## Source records
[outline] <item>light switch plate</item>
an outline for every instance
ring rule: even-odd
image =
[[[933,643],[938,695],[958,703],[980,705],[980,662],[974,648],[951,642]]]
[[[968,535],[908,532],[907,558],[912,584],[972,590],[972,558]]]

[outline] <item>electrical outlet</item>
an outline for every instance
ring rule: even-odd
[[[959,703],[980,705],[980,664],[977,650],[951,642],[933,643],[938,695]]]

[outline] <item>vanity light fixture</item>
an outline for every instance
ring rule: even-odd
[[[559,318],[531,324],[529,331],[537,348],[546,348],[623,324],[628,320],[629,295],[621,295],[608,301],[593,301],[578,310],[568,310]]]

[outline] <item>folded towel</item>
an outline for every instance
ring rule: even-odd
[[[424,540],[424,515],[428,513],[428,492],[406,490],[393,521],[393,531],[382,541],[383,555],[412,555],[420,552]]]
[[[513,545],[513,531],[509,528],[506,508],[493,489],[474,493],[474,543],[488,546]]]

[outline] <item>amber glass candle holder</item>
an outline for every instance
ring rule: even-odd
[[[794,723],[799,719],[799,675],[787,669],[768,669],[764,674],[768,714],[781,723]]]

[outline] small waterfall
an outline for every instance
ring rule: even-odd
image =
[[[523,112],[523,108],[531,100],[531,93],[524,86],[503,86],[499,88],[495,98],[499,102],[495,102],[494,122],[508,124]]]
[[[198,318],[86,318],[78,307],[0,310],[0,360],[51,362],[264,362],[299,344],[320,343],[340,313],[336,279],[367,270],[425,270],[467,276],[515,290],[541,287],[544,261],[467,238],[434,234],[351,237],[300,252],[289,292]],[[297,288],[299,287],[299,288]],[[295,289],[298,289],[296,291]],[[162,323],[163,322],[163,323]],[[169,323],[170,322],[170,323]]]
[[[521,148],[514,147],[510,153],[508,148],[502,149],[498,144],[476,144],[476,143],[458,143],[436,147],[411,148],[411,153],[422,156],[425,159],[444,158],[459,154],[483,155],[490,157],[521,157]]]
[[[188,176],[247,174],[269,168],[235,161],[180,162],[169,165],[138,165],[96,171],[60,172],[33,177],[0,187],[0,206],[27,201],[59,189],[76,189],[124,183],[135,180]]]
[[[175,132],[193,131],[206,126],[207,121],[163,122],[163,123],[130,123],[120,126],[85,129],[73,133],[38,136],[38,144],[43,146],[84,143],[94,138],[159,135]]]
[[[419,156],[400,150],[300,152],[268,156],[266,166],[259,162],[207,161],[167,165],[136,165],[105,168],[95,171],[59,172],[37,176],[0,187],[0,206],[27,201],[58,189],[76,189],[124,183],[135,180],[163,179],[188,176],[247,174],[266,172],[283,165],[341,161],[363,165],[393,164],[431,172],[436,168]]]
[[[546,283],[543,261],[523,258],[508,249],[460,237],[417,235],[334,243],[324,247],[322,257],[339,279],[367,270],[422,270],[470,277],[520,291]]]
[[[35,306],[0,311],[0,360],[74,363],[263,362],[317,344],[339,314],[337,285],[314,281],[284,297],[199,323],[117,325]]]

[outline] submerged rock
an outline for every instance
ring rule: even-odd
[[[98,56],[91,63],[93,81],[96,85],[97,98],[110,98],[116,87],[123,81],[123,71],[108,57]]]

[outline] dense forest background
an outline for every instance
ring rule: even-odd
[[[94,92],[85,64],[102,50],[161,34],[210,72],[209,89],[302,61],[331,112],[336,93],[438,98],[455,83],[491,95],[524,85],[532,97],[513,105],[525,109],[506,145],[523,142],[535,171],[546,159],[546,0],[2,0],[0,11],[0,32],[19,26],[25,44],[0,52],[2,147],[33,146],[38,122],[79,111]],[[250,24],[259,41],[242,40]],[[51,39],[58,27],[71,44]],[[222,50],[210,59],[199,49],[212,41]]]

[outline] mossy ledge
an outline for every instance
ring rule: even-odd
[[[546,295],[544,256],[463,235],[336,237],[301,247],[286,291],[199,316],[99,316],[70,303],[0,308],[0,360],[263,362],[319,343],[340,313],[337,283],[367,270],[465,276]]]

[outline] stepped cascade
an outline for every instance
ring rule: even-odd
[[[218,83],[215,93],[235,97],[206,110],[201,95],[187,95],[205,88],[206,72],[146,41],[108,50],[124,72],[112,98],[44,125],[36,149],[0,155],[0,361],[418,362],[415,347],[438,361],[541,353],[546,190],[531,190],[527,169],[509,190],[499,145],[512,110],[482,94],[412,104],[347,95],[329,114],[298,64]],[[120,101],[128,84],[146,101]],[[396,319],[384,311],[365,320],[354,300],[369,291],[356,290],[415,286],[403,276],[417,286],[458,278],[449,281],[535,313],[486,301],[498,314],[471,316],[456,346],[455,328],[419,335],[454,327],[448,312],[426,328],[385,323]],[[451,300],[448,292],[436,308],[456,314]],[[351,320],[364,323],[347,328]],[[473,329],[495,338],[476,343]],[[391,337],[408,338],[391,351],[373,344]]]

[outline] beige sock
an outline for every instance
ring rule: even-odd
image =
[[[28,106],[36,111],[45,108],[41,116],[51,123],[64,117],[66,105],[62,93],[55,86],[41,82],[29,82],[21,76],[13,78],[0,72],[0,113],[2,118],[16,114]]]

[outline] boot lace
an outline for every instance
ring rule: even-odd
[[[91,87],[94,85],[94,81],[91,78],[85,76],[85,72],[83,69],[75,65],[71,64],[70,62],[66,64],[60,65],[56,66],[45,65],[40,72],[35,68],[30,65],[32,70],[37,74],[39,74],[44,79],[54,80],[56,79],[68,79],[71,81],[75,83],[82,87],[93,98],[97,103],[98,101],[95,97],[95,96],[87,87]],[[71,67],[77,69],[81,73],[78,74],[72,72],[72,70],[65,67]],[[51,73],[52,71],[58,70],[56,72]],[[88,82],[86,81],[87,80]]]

## OBJECTIVE
Starting at the line that contains "[outline] mossy ledge" and ending with the last line of the entries, write out only those lines, including their requests. In the answer outlines, multiply every vertex coordinate by 0.7 and round each result to a whole number, with halves rounding up.

## SOLUTION TO THIS EXERCISE
[outline] mossy ledge
an outline for every instance
ring rule: even-odd
[[[382,207],[381,179],[324,165],[235,166],[211,173],[200,204],[139,221],[69,221],[49,212],[0,216],[0,252],[184,253],[223,240],[238,219],[236,198],[257,189],[326,193]]]

[outline] stepped cascade
an outline for every instance
ring rule: even-odd
[[[153,58],[151,65],[165,68],[144,77],[141,67],[131,67],[144,62],[144,50],[102,29],[76,35],[87,50],[78,69],[31,88],[25,104],[0,109],[0,253],[293,253],[291,243],[307,253],[379,247],[382,133],[372,133],[369,118],[356,133],[349,102],[358,77],[337,66],[288,73],[243,67],[230,80],[209,45]],[[84,71],[90,59],[102,71]],[[277,223],[269,218],[256,224],[248,210],[258,204],[249,203],[291,200],[282,193],[292,200],[321,195],[314,197],[375,219],[340,211],[349,220],[330,221],[319,242],[319,230],[293,235],[318,229],[314,218],[298,230],[270,226]],[[316,210],[314,204],[305,216],[319,220]],[[246,224],[255,226],[243,230]],[[331,230],[347,237],[333,240]],[[274,236],[286,237],[274,246],[261,241]]]

[outline] beige sock
an outline for every instance
ring rule: even-odd
image =
[[[20,74],[25,78],[32,76],[29,81],[36,86],[45,82],[46,74],[43,65],[39,60],[29,57],[20,57],[15,53],[9,55],[0,50],[0,79],[1,83],[11,80]]]

[outline] boot lace
an outline for every instance
ring rule: even-odd
[[[64,61],[66,60],[66,57],[64,55],[60,53],[60,50],[58,48],[53,46],[50,45],[49,43],[46,45],[42,46],[39,46],[32,46],[28,50],[25,48],[21,46],[22,49],[26,52],[27,52],[31,55],[38,56],[39,55],[48,55],[50,57],[53,58],[57,61],[65,69],[68,72],[69,71],[67,68],[67,67],[61,61]],[[50,47],[54,48],[57,51],[55,52],[50,50],[50,49],[46,47]],[[36,51],[36,50],[41,49],[39,50]],[[62,57],[60,57],[61,56]]]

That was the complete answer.